## REQUIREMENTS
Exclude the pictures and return every line exactly as written.

## INFORMATION SHOWN
***

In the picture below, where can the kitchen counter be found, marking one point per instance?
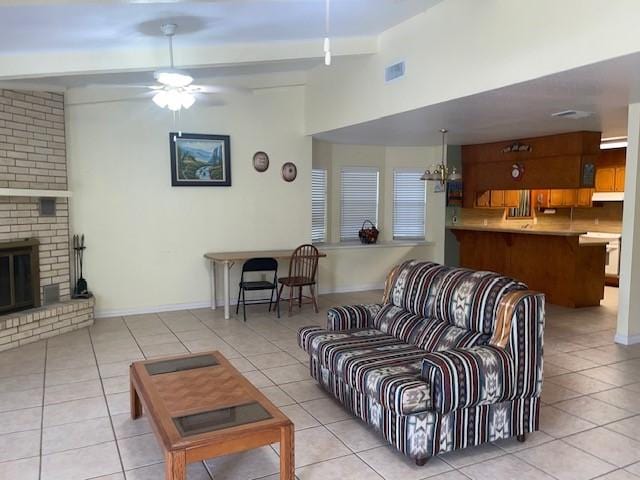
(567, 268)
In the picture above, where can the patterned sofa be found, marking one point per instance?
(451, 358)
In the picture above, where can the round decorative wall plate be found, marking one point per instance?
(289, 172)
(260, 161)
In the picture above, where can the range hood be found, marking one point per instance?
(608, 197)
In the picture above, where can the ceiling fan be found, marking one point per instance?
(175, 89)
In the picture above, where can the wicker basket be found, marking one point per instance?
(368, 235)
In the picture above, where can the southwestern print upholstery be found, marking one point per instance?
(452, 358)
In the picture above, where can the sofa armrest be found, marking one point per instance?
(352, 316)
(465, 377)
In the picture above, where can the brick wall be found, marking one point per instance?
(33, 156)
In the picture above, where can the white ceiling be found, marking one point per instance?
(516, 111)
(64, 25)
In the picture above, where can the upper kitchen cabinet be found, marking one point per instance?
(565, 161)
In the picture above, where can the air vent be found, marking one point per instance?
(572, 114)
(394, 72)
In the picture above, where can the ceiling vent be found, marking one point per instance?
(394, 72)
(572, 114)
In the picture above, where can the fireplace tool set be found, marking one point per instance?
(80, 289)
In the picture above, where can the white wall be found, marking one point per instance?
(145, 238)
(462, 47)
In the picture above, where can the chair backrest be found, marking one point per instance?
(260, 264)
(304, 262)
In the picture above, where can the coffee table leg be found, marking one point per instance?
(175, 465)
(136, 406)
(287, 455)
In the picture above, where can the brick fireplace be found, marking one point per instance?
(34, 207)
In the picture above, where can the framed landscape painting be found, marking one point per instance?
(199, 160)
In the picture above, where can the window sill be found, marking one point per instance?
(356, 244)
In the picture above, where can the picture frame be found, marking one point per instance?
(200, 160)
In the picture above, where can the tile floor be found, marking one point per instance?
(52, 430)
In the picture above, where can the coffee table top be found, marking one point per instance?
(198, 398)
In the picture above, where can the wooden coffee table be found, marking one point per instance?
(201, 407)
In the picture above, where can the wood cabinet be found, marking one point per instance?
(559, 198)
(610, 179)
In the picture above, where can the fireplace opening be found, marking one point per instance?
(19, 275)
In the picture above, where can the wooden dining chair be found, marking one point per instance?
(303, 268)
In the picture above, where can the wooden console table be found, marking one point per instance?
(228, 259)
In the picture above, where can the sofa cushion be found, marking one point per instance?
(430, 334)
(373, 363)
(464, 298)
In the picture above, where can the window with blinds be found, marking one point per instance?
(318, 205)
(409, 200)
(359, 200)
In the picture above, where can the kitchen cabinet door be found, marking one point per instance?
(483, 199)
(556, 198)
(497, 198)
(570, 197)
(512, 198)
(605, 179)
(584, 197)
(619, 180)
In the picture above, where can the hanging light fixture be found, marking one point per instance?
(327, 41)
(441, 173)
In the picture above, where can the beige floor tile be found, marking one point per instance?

***

## OUTPUT OF THE EXERCISE
In the picture below, where can the kitchen counter be found, marking one point per instance?
(567, 268)
In the picture above, where can the patterned sofa be found, marking one point per instance?
(451, 358)
In the picture above, where can the round decorative wall plate be found, marking one point per instance?
(289, 172)
(260, 161)
In the picture above, where can the range hood be found, marking one point per instance?
(608, 197)
In the picture above, where can the ceiling fan be found, marking one point per instance?
(175, 89)
In the picture above, where can the wicker basket be found, marking one point per instance?
(368, 235)
In the picture above, where can the southwestern print upholstery be found, marking one point per instance?
(452, 358)
In the picture above, where can the sofa armrest be found, marking one point per instance?
(352, 316)
(465, 377)
In the picture above, where can the brick wall be found, marking one point per instance?
(33, 156)
In the picture above, where can the white ceiling be found, marking one point per instance?
(516, 111)
(64, 25)
In the picture above, where can the upper kitchen cabinet be found, marking one point per instance?
(565, 161)
In the picture above, where can the air vent be found, marking one point per instance?
(572, 114)
(394, 72)
In the picture above, where can the ceiling vent be found, marking one point per instance?
(394, 72)
(572, 114)
In the picture above, where can the fireplace tool set be found, marking one point per instance?
(80, 289)
In the picture above, where can the white wall be found, marking one point per instance?
(145, 238)
(462, 47)
In the picture above, where can the chair backrest be found, marking one point per instance?
(260, 264)
(304, 262)
In the picture above, where can the coffee table leg be found, marking one point per instance?
(175, 465)
(136, 406)
(287, 455)
In the picture above, where can the brick fireplace be found, marking one point per instance?
(34, 207)
In the picture above, where can the framed landscape painting be found, marking one point per instance?
(199, 160)
In the picture above, where can the window sill be found, marking one point per instance?
(356, 244)
In the picture above, where can the picture frame be found, marking one point per instance?
(200, 160)
In the picture above, where can the tile floor be found, marking one point per instance?
(52, 430)
In the picture above, where can the coffee table top be found, marking one point per instance?
(198, 398)
In the picture above, where can the wooden coffee table be found, marking one point per instance?
(201, 407)
In the picture above, where can the wood cabinet be found, marking one point per instance?
(559, 198)
(610, 179)
In the picture above, where can the fireplace opening be found, marking one point per instance?
(19, 275)
In the picture above, where can the wooden dining chair be found, marking one point per instance?
(303, 268)
In the picture above, where can the wooden console table be found, marking one point per instance?
(228, 259)
In the picture above, where can the sofa cushion be found, marking one point per instance?
(430, 334)
(373, 363)
(464, 298)
In the picture above, where can the window with blinds be found, marking one point per instance?
(318, 205)
(409, 200)
(359, 200)
In the picture above, where can the kitchen cabinet door be found, marking one point per instance?
(483, 199)
(556, 198)
(497, 198)
(570, 197)
(512, 198)
(605, 179)
(584, 197)
(619, 180)
In the picture above, where can the hanging light fixture be found, marking one point per instance?
(327, 41)
(441, 173)
In the picture above, where can the beige floor tile be found, marking one point per instance?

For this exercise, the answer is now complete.